Aim
Pick out every line of the data below that contains the string "woman", and copy each one.

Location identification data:
— BEGIN —

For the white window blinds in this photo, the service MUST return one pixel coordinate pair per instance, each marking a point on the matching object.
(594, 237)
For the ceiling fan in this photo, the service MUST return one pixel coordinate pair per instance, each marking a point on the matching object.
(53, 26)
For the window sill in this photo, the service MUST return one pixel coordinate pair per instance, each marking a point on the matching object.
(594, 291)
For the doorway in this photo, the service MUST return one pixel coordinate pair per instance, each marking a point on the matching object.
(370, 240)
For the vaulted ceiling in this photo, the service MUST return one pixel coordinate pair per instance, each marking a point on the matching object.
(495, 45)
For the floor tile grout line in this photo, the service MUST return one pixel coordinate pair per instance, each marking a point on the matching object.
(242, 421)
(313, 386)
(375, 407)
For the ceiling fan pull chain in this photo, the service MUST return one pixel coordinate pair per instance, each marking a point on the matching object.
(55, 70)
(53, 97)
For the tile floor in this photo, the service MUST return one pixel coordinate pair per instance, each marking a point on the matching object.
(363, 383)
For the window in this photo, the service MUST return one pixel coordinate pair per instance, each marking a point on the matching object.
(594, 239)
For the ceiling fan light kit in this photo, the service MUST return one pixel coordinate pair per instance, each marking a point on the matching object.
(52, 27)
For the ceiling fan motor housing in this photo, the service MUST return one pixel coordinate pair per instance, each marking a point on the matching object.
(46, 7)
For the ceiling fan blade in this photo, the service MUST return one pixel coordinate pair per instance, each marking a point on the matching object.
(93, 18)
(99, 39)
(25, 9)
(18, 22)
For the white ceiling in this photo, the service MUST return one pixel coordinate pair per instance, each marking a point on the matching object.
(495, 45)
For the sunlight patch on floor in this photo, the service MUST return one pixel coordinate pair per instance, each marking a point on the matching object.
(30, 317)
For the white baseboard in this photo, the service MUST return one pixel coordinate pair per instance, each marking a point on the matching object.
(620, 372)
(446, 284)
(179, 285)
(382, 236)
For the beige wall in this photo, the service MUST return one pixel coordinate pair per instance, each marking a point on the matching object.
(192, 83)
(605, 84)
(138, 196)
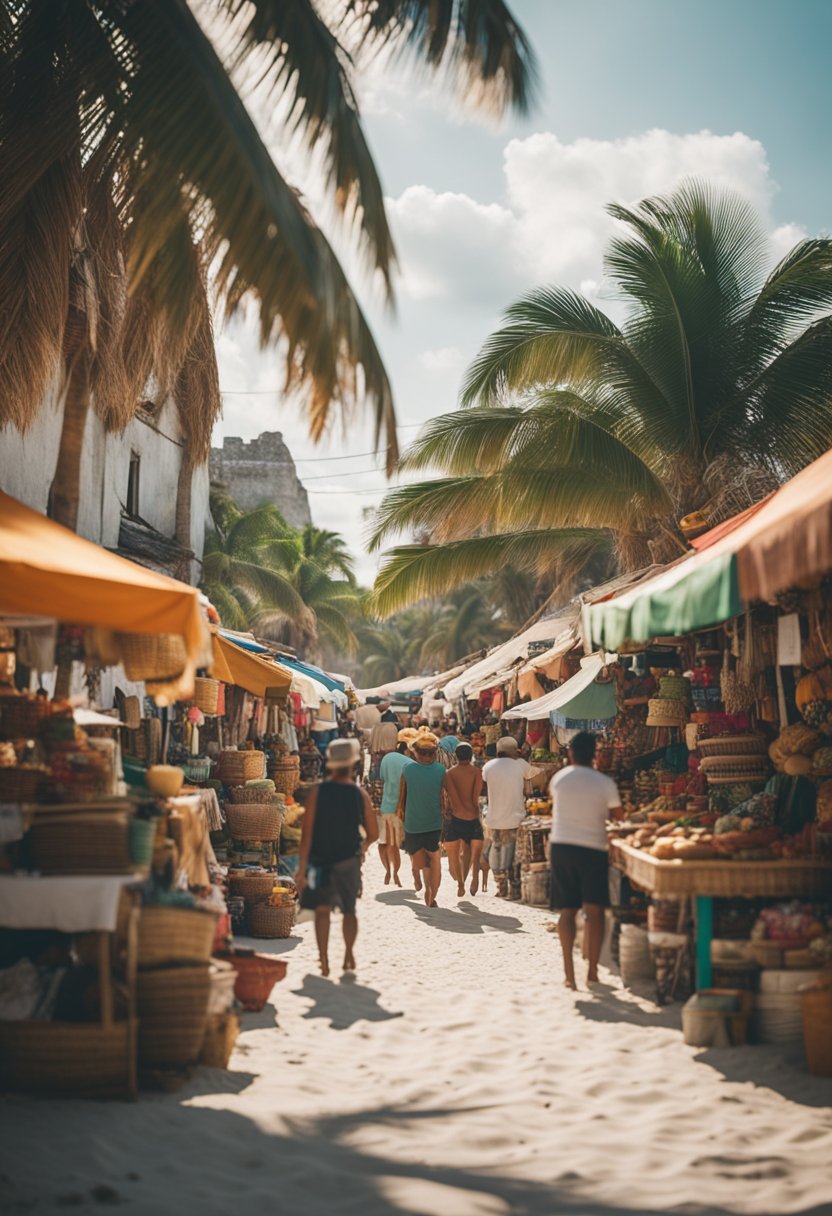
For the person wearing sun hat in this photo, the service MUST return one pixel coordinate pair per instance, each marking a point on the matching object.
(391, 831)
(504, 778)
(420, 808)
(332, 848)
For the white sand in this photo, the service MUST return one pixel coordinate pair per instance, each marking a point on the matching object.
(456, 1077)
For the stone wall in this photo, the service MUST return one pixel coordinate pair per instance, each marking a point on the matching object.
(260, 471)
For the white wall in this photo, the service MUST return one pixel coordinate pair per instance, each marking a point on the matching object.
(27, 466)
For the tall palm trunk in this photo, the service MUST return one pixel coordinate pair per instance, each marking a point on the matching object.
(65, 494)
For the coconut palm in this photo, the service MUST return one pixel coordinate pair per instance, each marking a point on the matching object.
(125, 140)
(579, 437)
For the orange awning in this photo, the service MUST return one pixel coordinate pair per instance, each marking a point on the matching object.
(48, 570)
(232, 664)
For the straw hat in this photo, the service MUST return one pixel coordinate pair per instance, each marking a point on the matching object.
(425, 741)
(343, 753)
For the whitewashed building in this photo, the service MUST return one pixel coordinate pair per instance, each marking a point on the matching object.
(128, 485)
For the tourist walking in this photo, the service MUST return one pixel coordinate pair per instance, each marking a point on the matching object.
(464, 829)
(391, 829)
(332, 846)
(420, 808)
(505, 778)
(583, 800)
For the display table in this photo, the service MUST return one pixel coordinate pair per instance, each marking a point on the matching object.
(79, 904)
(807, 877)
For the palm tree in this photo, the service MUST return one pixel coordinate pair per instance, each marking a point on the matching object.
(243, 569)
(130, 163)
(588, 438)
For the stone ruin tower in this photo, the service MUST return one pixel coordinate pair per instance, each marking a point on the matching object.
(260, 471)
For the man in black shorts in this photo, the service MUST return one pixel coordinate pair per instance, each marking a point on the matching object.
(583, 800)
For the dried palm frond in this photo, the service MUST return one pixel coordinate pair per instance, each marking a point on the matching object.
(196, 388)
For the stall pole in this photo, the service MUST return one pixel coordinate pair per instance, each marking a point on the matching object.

— END —
— BEGIN —

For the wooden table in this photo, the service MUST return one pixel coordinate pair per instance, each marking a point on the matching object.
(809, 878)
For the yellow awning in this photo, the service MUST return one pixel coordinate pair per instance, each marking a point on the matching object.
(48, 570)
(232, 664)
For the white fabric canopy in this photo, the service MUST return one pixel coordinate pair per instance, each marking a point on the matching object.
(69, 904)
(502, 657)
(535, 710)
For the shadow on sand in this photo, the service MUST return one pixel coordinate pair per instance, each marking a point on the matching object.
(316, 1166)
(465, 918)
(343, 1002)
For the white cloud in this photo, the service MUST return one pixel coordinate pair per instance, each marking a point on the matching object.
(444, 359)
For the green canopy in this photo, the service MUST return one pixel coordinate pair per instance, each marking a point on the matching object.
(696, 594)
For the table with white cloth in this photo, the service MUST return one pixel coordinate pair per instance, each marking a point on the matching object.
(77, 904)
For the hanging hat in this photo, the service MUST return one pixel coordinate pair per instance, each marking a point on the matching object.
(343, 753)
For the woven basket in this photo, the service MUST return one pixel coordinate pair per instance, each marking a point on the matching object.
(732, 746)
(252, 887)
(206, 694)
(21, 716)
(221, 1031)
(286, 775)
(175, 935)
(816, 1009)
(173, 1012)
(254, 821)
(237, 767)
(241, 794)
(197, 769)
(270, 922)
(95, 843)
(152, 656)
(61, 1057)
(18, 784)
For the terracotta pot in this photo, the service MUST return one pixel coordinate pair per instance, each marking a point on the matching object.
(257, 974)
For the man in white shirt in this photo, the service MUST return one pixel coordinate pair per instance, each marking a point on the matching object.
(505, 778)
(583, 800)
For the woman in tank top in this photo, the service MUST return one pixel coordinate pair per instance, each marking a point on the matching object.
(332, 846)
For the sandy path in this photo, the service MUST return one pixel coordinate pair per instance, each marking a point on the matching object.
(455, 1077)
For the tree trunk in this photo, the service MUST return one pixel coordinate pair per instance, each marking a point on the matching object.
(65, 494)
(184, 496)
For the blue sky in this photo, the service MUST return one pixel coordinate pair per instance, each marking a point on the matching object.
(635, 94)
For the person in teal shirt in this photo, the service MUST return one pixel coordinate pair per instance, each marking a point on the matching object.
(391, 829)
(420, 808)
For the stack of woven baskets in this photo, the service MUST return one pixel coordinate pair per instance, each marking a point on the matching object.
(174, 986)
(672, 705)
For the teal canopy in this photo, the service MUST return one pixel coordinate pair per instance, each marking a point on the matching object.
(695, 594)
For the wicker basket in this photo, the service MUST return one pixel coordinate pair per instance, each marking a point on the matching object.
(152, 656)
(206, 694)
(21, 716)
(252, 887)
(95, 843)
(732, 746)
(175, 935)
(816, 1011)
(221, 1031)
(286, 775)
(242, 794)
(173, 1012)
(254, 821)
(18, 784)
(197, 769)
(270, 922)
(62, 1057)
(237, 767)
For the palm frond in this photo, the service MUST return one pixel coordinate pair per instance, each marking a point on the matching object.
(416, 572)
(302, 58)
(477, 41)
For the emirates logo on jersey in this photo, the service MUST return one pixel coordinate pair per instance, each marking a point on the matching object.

— END —
— BEGIN —

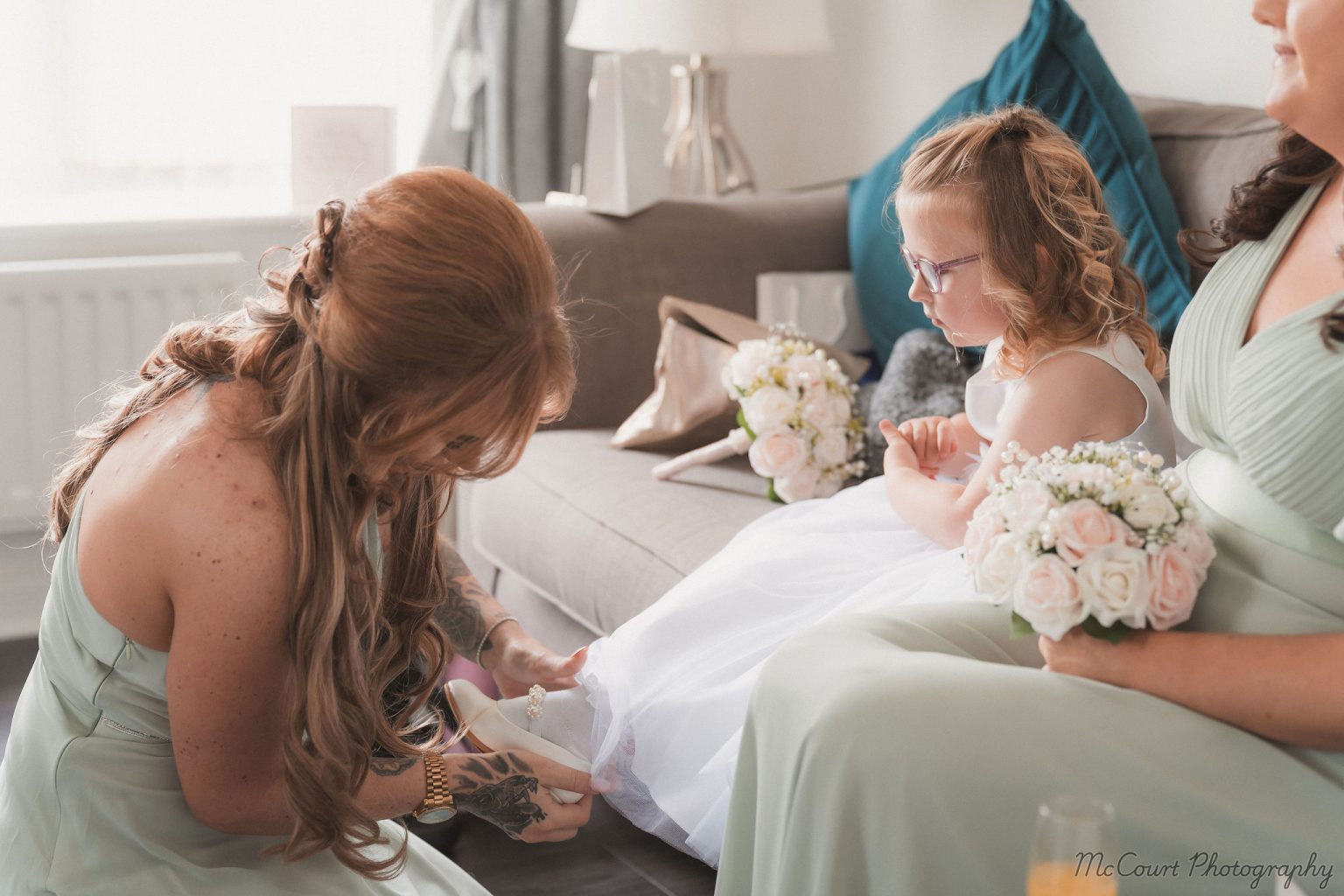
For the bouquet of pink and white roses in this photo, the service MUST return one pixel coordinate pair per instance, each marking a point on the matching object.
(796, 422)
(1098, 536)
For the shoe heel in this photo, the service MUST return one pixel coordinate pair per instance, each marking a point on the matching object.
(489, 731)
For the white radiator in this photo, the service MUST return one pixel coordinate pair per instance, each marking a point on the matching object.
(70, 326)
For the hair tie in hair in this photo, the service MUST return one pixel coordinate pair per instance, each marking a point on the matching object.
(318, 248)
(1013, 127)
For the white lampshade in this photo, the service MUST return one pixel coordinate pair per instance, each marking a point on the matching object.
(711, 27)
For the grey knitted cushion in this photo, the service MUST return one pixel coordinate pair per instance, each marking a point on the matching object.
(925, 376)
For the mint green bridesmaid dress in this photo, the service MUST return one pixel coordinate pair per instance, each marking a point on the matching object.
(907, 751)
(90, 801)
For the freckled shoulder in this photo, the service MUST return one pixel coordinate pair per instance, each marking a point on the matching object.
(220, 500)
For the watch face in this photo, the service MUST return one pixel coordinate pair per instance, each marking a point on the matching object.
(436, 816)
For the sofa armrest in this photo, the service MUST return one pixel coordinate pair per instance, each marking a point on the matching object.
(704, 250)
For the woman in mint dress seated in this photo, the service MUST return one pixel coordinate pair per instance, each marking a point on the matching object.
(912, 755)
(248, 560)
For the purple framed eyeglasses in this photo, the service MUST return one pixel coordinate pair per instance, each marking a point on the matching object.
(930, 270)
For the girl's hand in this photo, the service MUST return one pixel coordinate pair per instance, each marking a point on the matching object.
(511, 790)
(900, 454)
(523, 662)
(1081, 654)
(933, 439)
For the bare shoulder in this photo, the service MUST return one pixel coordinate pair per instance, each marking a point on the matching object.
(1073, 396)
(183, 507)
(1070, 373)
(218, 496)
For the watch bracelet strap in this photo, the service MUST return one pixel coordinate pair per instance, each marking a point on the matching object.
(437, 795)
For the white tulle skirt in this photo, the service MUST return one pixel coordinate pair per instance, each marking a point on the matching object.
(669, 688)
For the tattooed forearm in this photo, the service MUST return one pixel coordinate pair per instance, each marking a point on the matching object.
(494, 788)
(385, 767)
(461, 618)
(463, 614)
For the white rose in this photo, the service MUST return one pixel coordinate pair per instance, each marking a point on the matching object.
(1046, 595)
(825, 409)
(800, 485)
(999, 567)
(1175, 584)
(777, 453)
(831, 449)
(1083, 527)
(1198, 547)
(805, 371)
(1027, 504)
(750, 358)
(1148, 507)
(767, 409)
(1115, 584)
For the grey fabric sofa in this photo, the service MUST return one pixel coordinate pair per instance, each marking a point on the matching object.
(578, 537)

— END —

Exercise output
For the woman in tank top in this photo, the service MUST return one pixel coordinate pair per instance, each marking a point on the matching object.
For the woman in mint dress seated in this photo, the service MUST return one pixel coordinate pair per instance, each marking a point on the matching object.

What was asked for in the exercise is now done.